● **EXERCISE PROMPT**: In the listing below, find the line containing "If you could place a marker on the green tree". Write out that line and every line after it to the end, exactly and only those.

● **DATASET ENTRIES**:
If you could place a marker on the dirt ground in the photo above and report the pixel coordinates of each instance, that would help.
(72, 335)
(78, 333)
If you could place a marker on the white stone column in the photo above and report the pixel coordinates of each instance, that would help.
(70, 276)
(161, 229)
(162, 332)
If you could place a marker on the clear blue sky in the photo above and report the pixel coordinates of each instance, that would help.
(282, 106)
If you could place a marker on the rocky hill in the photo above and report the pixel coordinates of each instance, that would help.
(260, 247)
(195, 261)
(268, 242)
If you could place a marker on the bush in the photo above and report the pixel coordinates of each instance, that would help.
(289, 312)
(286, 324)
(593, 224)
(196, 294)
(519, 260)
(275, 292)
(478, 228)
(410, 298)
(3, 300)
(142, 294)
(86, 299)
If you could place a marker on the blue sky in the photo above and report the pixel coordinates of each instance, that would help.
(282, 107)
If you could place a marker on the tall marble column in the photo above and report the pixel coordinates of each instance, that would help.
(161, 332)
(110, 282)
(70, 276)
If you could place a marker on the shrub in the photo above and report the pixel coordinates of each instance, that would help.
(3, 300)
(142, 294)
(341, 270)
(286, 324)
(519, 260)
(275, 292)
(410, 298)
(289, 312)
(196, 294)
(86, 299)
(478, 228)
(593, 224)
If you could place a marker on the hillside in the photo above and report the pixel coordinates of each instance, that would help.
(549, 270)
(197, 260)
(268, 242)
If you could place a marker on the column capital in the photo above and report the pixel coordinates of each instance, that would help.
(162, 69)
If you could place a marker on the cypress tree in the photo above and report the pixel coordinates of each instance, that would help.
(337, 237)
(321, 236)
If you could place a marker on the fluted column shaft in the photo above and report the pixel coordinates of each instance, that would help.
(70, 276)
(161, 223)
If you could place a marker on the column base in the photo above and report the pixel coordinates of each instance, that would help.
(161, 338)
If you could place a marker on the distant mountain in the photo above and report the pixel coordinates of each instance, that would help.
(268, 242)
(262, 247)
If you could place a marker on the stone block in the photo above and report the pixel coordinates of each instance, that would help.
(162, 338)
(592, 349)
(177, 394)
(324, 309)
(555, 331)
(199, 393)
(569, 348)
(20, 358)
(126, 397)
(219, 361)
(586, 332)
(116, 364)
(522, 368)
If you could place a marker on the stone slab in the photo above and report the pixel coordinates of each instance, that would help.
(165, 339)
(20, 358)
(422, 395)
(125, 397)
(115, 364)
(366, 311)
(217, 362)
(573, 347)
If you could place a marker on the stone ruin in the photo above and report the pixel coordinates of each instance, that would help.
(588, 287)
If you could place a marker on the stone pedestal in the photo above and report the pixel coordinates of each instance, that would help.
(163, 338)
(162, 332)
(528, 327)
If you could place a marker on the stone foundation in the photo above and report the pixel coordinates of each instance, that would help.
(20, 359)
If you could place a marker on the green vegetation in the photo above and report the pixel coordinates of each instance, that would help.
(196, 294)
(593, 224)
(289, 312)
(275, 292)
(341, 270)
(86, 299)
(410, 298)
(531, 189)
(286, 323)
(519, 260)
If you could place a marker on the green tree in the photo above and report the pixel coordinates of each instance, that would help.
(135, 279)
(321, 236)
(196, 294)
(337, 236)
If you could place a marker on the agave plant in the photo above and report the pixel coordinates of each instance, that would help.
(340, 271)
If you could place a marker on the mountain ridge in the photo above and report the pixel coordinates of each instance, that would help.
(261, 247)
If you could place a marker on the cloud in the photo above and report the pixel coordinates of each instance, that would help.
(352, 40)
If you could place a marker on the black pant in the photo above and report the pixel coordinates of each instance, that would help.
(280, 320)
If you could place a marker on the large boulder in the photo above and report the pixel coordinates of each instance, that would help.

● **RESPONSE TO THIS TASK**:
If you could place a marker on the green tree in the photo above and report the pixel coordinates of each instance, that would help.
(135, 279)
(321, 236)
(196, 294)
(337, 236)
If you could place a marker on the agave plant in the photo above and report the pixel coordinates of each instance, that would help.
(340, 271)
If you could place a marker on the mountain ridge in the photo above and report the pixel coordinates of each instance, that would help.
(261, 247)
If you could place a marker on the cloud in the photo above and report the pixel coordinates of each instance, that would help.
(352, 40)
If you could place a marker on the black pant in the photo above and report the pixel coordinates of each instance, that would help.
(280, 320)
If you could place a marker on the large boulder in the photo above and report the pixel coordinates of each instance, that would help.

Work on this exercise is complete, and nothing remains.